(Point localization data)
--

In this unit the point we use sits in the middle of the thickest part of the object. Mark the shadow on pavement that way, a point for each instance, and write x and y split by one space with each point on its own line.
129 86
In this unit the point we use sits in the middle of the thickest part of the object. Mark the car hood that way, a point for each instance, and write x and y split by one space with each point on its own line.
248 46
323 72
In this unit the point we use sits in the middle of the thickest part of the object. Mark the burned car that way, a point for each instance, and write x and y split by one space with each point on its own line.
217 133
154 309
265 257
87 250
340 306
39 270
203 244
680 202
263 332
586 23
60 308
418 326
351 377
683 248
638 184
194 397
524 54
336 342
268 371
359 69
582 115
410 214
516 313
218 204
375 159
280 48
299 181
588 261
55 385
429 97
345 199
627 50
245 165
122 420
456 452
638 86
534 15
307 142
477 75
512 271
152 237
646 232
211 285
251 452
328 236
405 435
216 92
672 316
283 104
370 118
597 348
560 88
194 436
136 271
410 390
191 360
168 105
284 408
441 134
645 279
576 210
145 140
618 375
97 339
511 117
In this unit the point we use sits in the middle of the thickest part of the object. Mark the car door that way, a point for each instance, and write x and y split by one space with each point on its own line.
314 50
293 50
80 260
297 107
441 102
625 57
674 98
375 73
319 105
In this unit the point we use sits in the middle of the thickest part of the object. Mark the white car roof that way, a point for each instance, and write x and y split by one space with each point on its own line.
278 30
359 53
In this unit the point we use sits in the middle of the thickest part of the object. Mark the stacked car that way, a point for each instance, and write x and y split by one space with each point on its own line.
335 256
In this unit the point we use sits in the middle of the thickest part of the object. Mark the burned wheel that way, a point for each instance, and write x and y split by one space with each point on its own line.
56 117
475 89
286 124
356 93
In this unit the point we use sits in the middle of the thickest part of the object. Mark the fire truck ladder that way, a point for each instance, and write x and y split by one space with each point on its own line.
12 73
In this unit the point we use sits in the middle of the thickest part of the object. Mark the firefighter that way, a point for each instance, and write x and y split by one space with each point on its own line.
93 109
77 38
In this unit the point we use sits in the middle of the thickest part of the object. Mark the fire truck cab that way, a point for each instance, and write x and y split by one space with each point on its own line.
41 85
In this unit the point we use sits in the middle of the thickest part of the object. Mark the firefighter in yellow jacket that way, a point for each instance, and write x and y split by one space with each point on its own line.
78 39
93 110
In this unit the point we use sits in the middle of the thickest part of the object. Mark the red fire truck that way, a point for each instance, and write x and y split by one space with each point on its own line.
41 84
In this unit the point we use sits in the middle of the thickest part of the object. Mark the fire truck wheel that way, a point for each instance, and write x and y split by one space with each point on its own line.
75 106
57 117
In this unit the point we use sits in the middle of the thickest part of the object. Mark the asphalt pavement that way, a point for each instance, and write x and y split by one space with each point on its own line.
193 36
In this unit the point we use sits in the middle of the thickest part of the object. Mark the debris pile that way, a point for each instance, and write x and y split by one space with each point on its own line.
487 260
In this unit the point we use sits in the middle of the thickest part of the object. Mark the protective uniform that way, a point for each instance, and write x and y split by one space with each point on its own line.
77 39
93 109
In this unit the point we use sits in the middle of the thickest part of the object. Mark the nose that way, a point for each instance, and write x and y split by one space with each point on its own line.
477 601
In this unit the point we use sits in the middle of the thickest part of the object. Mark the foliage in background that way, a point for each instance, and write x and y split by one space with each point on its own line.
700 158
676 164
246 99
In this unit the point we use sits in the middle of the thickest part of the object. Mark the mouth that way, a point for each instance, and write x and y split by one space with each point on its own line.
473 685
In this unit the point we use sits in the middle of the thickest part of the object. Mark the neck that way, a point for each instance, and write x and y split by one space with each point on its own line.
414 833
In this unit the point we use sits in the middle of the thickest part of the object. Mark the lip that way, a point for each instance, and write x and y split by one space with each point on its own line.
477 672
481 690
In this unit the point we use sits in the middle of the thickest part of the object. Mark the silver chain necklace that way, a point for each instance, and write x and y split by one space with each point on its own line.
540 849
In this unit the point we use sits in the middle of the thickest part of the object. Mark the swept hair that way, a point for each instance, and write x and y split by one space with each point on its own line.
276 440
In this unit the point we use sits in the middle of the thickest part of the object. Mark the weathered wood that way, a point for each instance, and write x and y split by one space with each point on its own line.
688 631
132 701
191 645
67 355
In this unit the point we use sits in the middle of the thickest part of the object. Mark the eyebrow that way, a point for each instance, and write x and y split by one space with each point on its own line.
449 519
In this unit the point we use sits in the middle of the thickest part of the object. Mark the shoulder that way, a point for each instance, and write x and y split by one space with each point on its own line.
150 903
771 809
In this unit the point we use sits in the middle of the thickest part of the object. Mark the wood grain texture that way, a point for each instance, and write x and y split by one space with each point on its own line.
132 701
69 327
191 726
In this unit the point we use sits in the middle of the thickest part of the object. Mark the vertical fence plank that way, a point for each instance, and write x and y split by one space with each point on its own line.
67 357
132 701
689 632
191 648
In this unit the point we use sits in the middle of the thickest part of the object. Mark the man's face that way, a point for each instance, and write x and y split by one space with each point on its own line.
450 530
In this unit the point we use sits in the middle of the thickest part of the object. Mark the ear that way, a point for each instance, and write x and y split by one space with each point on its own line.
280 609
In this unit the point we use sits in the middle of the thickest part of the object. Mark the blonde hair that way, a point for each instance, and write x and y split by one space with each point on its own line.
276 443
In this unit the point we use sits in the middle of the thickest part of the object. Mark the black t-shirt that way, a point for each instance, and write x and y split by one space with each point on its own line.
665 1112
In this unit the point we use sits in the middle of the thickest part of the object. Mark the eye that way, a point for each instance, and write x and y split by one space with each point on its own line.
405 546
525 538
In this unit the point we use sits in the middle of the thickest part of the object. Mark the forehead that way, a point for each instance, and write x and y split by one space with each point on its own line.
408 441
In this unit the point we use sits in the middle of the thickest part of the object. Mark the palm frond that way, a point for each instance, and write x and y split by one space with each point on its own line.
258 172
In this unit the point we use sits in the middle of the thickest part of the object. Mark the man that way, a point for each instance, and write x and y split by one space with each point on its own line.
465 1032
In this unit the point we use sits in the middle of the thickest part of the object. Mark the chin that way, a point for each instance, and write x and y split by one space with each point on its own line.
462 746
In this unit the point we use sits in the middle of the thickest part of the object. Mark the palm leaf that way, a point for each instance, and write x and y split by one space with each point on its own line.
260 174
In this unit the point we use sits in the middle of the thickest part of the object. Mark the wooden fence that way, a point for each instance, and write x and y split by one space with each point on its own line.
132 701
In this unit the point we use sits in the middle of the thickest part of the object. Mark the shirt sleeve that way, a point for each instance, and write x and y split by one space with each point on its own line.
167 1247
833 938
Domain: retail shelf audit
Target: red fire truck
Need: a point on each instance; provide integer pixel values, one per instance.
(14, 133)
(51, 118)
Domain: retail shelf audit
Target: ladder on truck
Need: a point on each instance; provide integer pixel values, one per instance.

--

**Directions**.
Using the entries above, give the number of lines that carry the string "Target", without anything else.

**Result below**.
2